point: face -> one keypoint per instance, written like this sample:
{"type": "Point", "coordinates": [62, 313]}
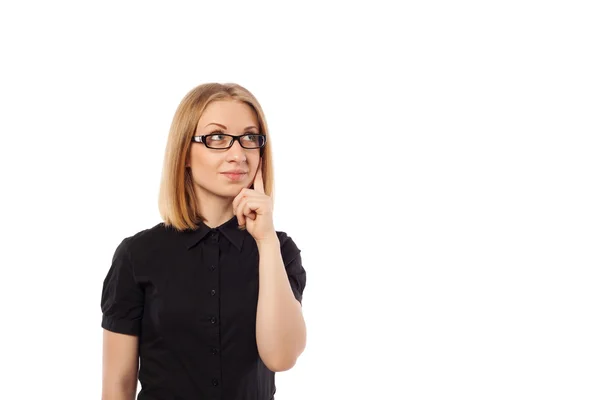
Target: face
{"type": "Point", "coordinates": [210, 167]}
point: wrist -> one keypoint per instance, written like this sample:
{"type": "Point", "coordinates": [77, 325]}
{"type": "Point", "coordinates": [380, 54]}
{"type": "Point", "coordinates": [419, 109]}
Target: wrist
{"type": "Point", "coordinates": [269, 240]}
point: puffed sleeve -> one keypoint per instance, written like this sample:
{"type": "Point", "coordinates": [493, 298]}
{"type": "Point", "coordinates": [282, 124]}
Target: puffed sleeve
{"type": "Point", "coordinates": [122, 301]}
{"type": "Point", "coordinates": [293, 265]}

* * *

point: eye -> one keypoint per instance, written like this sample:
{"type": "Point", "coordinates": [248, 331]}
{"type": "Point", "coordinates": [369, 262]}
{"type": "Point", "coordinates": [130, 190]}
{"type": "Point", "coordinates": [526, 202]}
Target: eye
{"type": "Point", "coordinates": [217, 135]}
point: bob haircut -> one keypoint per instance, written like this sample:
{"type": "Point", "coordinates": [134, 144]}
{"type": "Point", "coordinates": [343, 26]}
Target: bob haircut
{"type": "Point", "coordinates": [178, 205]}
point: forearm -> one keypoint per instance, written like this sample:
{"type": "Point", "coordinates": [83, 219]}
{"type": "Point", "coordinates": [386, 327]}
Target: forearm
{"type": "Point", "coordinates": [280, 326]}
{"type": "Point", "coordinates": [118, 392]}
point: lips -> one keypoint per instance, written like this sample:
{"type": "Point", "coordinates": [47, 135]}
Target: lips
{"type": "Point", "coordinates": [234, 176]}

==

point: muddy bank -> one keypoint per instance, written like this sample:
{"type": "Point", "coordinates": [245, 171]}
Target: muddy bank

> [DIRECTIVE] Please return the entries from the line that contains "point: muddy bank" through the line that contains "Target: muddy bank", copied character for character, with both of those lines included.

> [ANSWER BELOW]
point: muddy bank -> one keypoint per instance, written like this sample:
{"type": "Point", "coordinates": [245, 171]}
Target: muddy bank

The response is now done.